Brief: Transcribe the following entries word for word; no picture is to appear in the copy.

Extracted material:

============================================================

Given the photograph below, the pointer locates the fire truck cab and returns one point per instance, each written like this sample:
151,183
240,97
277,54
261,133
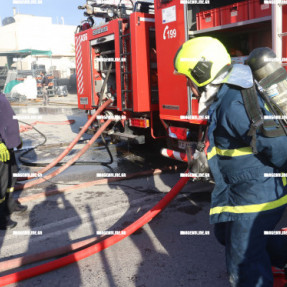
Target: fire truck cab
129,58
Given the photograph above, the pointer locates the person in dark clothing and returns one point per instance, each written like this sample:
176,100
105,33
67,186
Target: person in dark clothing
9,139
44,82
246,203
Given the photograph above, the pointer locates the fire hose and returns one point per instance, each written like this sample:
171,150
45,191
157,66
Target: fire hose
69,163
79,255
73,143
23,260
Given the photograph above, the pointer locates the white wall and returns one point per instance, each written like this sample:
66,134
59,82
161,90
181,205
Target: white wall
32,32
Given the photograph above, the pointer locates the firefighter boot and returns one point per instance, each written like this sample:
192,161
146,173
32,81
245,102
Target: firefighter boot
5,221
13,205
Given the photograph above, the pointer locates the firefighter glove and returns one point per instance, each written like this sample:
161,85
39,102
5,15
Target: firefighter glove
4,153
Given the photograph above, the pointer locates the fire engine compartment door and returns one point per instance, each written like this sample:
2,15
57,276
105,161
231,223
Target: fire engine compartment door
140,24
83,70
102,56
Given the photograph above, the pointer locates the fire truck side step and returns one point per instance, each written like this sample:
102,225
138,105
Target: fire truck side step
138,139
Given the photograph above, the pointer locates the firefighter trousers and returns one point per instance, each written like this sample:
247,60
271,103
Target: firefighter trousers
7,183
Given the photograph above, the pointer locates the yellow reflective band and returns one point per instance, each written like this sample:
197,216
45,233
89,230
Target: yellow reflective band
11,189
250,208
229,152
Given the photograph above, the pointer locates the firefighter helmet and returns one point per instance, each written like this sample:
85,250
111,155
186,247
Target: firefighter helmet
201,59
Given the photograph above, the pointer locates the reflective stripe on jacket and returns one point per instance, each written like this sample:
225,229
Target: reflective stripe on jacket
245,183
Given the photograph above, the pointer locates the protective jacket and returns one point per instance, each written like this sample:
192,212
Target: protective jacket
245,183
9,127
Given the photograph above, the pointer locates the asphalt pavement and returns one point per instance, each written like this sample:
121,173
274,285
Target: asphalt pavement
177,248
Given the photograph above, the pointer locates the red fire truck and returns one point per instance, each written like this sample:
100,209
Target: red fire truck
129,58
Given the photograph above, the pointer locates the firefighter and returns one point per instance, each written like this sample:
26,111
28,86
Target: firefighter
9,139
248,200
44,83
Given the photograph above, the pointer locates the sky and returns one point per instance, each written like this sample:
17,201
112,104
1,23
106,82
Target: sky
68,9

============================================================

Result:
Given the photograph below, the pointer locates the fire truck cab and returns one point per instance, each written like this sample:
151,183
240,97
277,54
261,133
Target: fire truck cab
129,58
Given the photograph above, the pointer locates the person in dark clothing and returns one point per instance, each written like this sample:
176,100
105,33
67,186
Target: person in dark clothing
9,139
44,82
246,203
Given the photograph above, the pointer locates the fire hose and returns one point per instance, each written like this sample:
171,150
45,191
157,66
Target: fire hose
69,163
79,255
73,143
23,260
Given the photograph above, the pointer locates the white wall and returns one point per instance, each written like this sample:
66,134
59,82
161,90
181,205
Target: white wall
32,32
Given the photograph above, the pointer locates the firefighter boot and returns one point per instance, each written like this sample:
192,161
146,173
32,81
245,102
Target: firefighter boot
5,221
13,205
Given the photograph above, the pointer locates the firefighter glove and returns one point per instance, each written like this sample:
161,85
39,102
5,15
Target: firefighter glove
4,153
Given the photograph above, the pointer locates the fire engine compartment door and returns one point per instance, each written like this sample:
2,15
57,276
105,161
231,223
Target: fire engine compartment door
140,24
83,70
102,56
Given the photograph above, the pointer locates the fire truck side step and returns one point per instance, each written like this sample:
102,225
138,105
Target: fire truck side step
138,139
Given the photograph above, the pointer locates the firefighter trousers and returns one point per instance, each written like this sample:
247,60
271,103
Target: firefighter trousers
7,183
Given the photograph above, the pointer locates the yellow reflective band and returns one point per instance, each written like this sample:
197,216
45,233
89,230
Target: yellow reflective band
11,189
250,208
229,152
Given the photograph above, the pointer locates the firefighter helmet and returns one point per instance, each written like this sample:
85,250
111,155
186,247
Target: firefighter helmet
201,59
Given the photograph above, the pointer locates the reflective stripe on jacket and returns one point per instance, each written like this sample:
225,229
Target: reflective stripe on jacket
245,183
Given the photograph above, the pointer locates the protective jacket and returns one point per instance, each written like this sample:
192,212
Target: protective jacket
245,183
9,127
Given the photograph above, the pointer locates the asphalt pavement and returns one point per instance, each written like this sample:
121,173
274,285
Target: asphalt pavement
177,248
Given the photograph above, the pointer locates the red fire truck and returns one point per instance, each written like this sample:
100,209
Target: red fire truck
129,58
Given the photograph above, the pointer locates the firefighter and returns one point per instance, each written like this sample:
26,111
28,86
Target: firefighter
9,139
248,200
44,83
Given the photograph above, the pointer locates the sky and returns one point per instance, each written like this sample:
17,201
112,104
1,23
106,82
Target: sky
68,9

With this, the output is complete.